Prompt: The result should be every line of the listing that contains "porch".

Records to process:
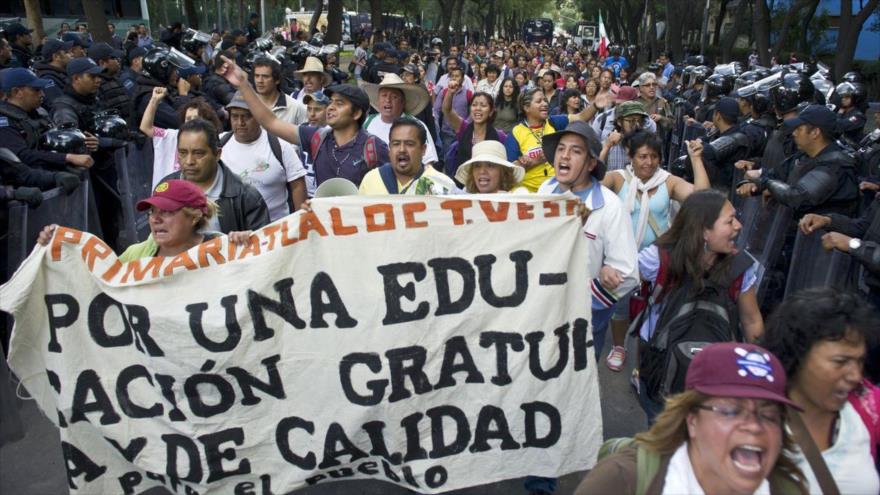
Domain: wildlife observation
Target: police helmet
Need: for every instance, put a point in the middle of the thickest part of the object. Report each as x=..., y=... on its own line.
x=793, y=90
x=64, y=139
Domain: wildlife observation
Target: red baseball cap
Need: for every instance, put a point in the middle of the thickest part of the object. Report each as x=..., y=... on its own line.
x=172, y=195
x=733, y=369
x=626, y=93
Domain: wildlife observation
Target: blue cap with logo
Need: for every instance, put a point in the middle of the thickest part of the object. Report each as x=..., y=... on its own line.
x=816, y=115
x=18, y=77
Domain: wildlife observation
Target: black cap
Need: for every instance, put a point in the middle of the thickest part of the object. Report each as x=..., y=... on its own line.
x=82, y=65
x=16, y=29
x=103, y=51
x=76, y=39
x=582, y=129
x=354, y=94
x=54, y=46
x=728, y=107
x=816, y=115
x=136, y=52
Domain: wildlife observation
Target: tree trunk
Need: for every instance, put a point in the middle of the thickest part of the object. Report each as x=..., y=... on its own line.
x=316, y=16
x=719, y=22
x=729, y=38
x=94, y=10
x=762, y=31
x=376, y=15
x=192, y=17
x=674, y=29
x=848, y=36
x=35, y=18
x=334, y=22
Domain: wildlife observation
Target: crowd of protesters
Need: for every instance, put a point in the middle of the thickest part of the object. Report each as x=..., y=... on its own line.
x=663, y=156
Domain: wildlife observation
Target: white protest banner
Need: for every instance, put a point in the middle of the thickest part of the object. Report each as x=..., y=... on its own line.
x=434, y=343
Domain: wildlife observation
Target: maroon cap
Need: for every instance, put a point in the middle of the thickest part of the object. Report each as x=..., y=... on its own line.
x=172, y=195
x=626, y=93
x=733, y=369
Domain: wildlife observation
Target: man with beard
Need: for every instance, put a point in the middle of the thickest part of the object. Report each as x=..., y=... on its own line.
x=405, y=173
x=53, y=67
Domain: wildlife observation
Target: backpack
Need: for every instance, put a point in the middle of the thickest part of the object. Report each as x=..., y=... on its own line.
x=686, y=324
x=649, y=462
x=371, y=153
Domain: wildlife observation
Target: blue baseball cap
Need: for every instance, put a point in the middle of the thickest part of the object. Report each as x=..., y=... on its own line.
x=82, y=65
x=18, y=77
x=815, y=115
x=188, y=71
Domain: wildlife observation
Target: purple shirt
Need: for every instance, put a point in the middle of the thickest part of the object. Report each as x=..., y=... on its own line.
x=347, y=161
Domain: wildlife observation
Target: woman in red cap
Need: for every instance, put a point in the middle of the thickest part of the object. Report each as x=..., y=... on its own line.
x=725, y=434
x=179, y=214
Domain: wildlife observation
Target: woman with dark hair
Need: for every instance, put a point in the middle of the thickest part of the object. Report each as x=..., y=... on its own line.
x=697, y=253
x=724, y=434
x=477, y=127
x=647, y=192
x=506, y=112
x=165, y=140
x=821, y=335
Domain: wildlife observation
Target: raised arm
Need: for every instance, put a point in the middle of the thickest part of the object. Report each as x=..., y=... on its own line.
x=238, y=78
x=150, y=111
x=451, y=115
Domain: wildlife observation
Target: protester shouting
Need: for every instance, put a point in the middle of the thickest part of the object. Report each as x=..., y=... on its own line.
x=726, y=433
x=820, y=336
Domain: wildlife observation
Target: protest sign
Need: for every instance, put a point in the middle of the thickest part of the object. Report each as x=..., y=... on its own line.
x=434, y=343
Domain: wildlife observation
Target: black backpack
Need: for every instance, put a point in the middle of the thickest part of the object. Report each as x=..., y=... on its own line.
x=687, y=323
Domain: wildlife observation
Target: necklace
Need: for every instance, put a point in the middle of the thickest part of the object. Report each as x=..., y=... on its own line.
x=339, y=162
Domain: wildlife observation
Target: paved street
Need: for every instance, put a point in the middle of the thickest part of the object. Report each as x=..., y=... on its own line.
x=34, y=466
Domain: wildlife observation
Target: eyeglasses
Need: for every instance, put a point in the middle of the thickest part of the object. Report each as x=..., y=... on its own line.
x=735, y=414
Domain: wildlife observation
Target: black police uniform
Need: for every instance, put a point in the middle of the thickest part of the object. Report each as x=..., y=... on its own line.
x=23, y=55
x=113, y=95
x=166, y=114
x=58, y=78
x=20, y=132
x=826, y=183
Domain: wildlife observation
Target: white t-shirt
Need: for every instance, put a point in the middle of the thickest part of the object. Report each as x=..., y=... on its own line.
x=382, y=131
x=681, y=479
x=257, y=166
x=164, y=154
x=849, y=459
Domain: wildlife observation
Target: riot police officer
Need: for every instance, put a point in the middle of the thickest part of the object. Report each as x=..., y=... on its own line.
x=23, y=121
x=158, y=71
x=112, y=93
x=53, y=67
x=851, y=119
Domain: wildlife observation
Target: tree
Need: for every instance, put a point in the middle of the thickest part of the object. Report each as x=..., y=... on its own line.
x=848, y=35
x=316, y=15
x=192, y=17
x=35, y=17
x=97, y=20
x=334, y=22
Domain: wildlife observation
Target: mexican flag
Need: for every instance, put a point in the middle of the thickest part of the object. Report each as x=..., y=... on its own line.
x=603, y=38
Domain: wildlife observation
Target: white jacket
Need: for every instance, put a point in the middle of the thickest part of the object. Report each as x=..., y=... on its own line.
x=610, y=241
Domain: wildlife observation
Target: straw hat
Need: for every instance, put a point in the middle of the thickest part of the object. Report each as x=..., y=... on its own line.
x=488, y=152
x=415, y=96
x=313, y=64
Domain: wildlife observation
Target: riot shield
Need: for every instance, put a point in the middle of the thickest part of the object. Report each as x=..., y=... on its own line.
x=134, y=166
x=763, y=234
x=813, y=266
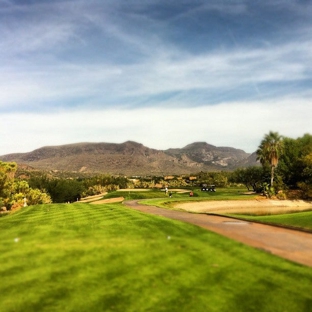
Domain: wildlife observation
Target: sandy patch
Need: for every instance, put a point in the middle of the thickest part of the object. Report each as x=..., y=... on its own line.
x=133, y=190
x=245, y=206
x=108, y=201
x=92, y=198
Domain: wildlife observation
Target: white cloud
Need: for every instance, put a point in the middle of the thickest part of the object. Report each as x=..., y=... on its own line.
x=241, y=126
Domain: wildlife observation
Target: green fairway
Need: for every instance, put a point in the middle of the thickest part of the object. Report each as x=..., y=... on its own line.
x=299, y=220
x=83, y=257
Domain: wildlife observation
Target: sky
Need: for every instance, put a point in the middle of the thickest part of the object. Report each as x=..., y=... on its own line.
x=164, y=73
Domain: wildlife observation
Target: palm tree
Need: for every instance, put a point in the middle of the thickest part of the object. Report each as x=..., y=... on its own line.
x=269, y=151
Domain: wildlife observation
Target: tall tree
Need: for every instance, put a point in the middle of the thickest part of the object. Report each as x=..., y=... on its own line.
x=269, y=151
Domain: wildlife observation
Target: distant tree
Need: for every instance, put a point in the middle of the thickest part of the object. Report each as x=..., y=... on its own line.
x=269, y=151
x=252, y=177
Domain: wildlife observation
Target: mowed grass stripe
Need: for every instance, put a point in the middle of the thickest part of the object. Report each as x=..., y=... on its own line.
x=81, y=257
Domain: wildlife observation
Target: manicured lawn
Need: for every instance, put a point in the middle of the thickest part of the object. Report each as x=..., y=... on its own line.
x=300, y=220
x=83, y=257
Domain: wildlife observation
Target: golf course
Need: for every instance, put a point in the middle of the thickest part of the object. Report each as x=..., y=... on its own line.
x=109, y=257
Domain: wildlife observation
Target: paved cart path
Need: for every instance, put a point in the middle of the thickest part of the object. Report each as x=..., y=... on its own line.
x=289, y=244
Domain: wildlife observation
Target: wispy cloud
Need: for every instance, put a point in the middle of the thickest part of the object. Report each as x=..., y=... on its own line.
x=124, y=68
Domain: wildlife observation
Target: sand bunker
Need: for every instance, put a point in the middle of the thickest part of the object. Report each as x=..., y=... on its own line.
x=246, y=206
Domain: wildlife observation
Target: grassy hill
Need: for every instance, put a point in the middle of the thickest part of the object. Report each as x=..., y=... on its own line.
x=83, y=257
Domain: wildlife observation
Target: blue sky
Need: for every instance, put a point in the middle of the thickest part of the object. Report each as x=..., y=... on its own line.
x=162, y=73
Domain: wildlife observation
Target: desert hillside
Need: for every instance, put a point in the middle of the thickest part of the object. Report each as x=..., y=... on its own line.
x=132, y=158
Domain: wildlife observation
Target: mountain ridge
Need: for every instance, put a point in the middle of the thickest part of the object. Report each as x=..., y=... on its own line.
x=132, y=158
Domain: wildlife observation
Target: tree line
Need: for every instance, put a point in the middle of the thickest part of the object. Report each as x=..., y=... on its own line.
x=285, y=166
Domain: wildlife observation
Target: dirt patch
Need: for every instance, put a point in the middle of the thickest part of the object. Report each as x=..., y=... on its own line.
x=108, y=201
x=246, y=206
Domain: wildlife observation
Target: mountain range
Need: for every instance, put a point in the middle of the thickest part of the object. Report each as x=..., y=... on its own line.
x=132, y=158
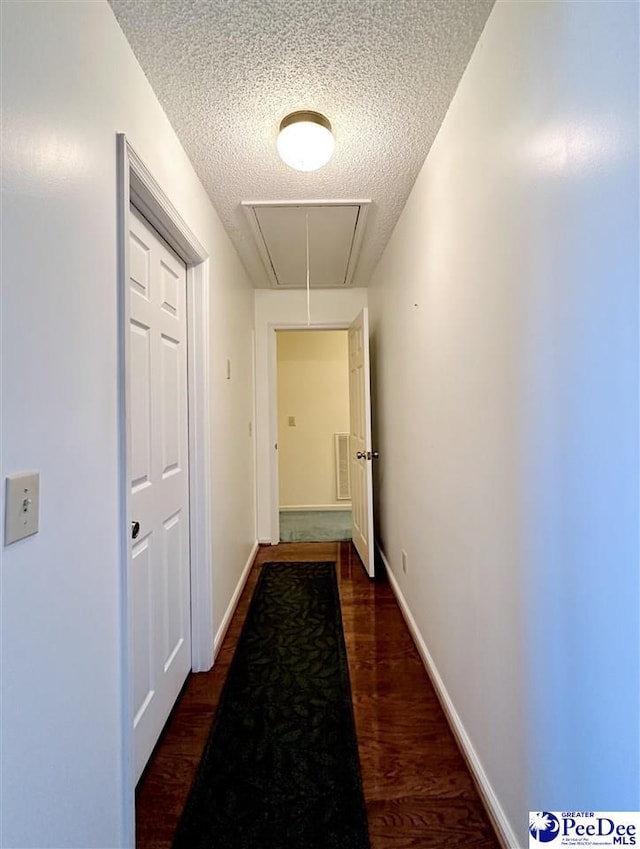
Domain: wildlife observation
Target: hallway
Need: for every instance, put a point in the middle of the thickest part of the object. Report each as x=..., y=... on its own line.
x=417, y=788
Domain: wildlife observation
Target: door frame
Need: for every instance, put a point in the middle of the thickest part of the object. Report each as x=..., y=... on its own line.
x=274, y=471
x=136, y=185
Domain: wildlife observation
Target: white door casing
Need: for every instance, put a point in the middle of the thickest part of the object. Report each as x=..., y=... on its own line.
x=360, y=441
x=159, y=567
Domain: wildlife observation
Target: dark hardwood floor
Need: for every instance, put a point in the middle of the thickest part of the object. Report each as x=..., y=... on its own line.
x=418, y=790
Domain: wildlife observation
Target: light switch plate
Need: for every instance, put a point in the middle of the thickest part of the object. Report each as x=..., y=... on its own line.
x=22, y=505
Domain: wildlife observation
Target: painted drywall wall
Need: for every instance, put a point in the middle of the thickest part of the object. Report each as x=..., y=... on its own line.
x=313, y=390
x=285, y=309
x=505, y=345
x=69, y=83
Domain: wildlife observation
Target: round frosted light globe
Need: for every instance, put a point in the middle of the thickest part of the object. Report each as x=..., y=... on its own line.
x=305, y=141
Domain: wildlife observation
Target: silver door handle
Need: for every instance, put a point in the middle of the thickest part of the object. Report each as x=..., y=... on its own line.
x=367, y=455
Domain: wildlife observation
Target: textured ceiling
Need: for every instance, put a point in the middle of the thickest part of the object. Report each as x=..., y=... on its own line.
x=382, y=71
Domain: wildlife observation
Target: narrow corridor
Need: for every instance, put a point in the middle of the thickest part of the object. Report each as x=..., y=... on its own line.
x=418, y=790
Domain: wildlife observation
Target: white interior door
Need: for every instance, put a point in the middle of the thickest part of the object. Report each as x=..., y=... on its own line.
x=159, y=568
x=360, y=441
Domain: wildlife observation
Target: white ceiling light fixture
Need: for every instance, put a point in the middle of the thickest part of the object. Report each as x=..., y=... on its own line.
x=305, y=141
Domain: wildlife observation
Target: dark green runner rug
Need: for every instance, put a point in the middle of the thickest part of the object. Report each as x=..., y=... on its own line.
x=280, y=769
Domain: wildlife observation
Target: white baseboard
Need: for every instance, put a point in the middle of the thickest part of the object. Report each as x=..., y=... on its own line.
x=507, y=838
x=226, y=619
x=292, y=508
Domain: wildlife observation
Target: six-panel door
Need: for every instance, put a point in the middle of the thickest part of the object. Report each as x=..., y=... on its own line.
x=158, y=461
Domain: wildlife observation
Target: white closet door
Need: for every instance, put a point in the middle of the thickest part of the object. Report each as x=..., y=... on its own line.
x=159, y=568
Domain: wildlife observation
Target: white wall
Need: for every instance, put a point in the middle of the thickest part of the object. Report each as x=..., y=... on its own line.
x=282, y=309
x=505, y=343
x=69, y=83
x=313, y=388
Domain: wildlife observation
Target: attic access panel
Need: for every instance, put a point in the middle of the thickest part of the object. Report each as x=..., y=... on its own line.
x=336, y=229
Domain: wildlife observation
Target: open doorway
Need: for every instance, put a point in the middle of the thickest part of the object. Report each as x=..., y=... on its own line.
x=313, y=435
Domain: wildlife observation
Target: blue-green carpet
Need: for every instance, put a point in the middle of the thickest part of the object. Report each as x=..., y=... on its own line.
x=315, y=525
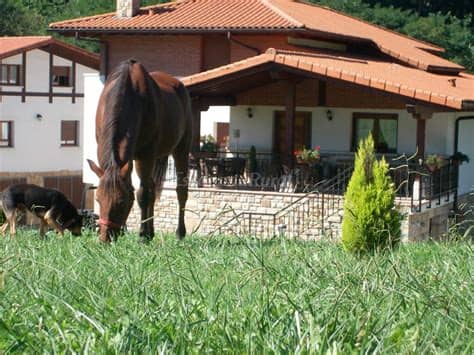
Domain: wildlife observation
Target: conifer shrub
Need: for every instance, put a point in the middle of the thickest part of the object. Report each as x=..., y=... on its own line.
x=370, y=221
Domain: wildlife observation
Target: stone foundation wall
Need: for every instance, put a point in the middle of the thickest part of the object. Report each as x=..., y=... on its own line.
x=207, y=209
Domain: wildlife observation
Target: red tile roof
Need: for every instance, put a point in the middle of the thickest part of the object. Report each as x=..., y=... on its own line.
x=197, y=16
x=10, y=46
x=386, y=76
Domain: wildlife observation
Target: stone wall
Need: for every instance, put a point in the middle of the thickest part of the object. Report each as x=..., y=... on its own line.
x=207, y=209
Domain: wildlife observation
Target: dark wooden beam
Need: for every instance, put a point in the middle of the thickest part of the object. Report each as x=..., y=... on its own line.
x=421, y=113
x=23, y=77
x=290, y=109
x=50, y=77
x=420, y=136
x=104, y=59
x=73, y=74
x=205, y=101
x=322, y=90
x=39, y=94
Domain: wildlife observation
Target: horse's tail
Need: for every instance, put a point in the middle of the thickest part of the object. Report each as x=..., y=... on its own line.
x=159, y=175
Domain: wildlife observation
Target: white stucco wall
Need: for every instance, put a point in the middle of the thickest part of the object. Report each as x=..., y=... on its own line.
x=37, y=142
x=210, y=117
x=335, y=136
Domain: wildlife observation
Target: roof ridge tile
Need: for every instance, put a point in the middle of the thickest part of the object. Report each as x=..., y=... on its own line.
x=281, y=13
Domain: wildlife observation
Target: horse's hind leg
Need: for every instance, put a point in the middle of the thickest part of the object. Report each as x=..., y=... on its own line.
x=146, y=197
x=4, y=227
x=181, y=162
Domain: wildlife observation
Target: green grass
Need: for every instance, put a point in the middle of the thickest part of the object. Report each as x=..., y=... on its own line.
x=232, y=295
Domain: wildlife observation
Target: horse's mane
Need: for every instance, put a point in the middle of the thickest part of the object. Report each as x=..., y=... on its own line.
x=114, y=125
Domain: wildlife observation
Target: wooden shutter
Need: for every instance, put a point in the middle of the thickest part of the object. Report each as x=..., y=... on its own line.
x=69, y=133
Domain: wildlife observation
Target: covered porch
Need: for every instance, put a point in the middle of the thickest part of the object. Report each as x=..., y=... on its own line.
x=285, y=101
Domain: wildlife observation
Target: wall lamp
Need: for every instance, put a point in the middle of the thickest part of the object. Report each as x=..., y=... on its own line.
x=329, y=115
x=249, y=112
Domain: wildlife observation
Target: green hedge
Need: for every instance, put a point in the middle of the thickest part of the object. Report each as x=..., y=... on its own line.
x=371, y=221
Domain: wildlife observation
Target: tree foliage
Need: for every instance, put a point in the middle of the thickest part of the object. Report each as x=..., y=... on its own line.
x=371, y=221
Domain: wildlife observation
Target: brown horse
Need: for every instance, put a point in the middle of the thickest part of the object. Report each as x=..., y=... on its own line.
x=142, y=117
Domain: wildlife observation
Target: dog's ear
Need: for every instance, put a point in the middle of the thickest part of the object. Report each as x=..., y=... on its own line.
x=95, y=168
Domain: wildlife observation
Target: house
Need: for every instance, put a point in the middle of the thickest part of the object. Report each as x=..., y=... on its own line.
x=299, y=75
x=41, y=111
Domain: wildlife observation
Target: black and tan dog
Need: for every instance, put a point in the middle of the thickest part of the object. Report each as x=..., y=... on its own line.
x=50, y=206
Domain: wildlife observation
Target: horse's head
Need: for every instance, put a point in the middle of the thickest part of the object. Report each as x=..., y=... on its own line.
x=115, y=197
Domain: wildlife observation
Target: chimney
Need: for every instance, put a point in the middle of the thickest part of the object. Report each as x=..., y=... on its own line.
x=127, y=8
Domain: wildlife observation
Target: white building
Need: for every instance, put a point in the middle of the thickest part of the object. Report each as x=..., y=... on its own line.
x=41, y=111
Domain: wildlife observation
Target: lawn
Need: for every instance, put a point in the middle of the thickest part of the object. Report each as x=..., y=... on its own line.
x=237, y=295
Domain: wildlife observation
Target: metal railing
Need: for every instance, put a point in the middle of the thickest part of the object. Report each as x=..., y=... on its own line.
x=434, y=187
x=307, y=214
x=270, y=173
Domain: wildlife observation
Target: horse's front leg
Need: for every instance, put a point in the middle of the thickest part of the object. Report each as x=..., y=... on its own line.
x=181, y=162
x=146, y=198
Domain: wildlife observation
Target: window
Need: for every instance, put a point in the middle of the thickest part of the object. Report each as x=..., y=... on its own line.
x=69, y=133
x=61, y=76
x=384, y=129
x=6, y=134
x=10, y=74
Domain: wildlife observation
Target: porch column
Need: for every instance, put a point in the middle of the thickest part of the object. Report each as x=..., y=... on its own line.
x=290, y=120
x=420, y=136
x=421, y=114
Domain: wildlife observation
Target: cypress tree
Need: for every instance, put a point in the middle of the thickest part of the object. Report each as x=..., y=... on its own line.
x=371, y=221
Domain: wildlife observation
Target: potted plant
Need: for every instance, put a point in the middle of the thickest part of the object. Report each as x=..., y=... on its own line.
x=458, y=158
x=308, y=156
x=434, y=162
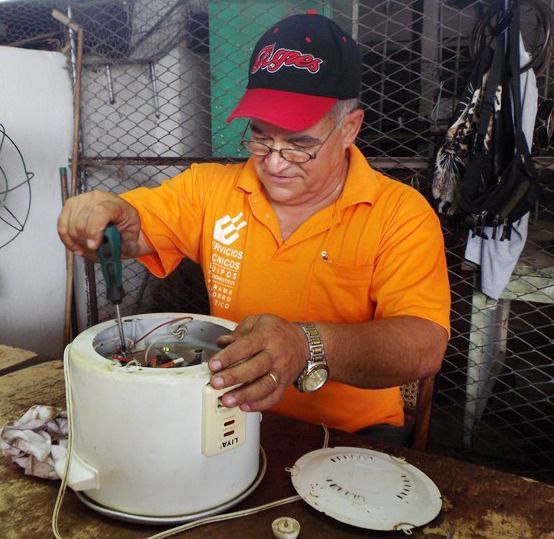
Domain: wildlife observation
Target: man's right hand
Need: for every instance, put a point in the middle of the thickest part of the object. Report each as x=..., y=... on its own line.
x=83, y=219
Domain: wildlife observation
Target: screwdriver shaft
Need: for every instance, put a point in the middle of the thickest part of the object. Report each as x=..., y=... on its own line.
x=120, y=327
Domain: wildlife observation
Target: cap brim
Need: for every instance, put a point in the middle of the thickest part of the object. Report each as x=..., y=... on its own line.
x=288, y=110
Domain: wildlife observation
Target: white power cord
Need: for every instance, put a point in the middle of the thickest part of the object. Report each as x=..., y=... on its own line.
x=63, y=486
x=172, y=531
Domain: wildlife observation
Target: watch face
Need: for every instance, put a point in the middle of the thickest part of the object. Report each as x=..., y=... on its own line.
x=315, y=378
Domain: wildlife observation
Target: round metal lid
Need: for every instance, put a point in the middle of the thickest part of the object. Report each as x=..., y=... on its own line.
x=366, y=488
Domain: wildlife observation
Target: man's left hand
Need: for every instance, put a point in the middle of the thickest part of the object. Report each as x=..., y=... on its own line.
x=265, y=354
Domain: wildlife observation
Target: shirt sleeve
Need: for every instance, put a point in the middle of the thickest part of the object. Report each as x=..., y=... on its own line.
x=171, y=219
x=411, y=276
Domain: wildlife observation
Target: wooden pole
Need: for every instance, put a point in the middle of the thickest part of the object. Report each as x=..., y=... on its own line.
x=70, y=258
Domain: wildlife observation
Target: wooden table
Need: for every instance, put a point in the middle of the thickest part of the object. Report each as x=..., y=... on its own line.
x=478, y=502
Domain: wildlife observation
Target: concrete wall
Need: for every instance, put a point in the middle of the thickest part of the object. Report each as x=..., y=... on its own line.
x=36, y=112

Exercise result:
Target: covered porch
Target: porch column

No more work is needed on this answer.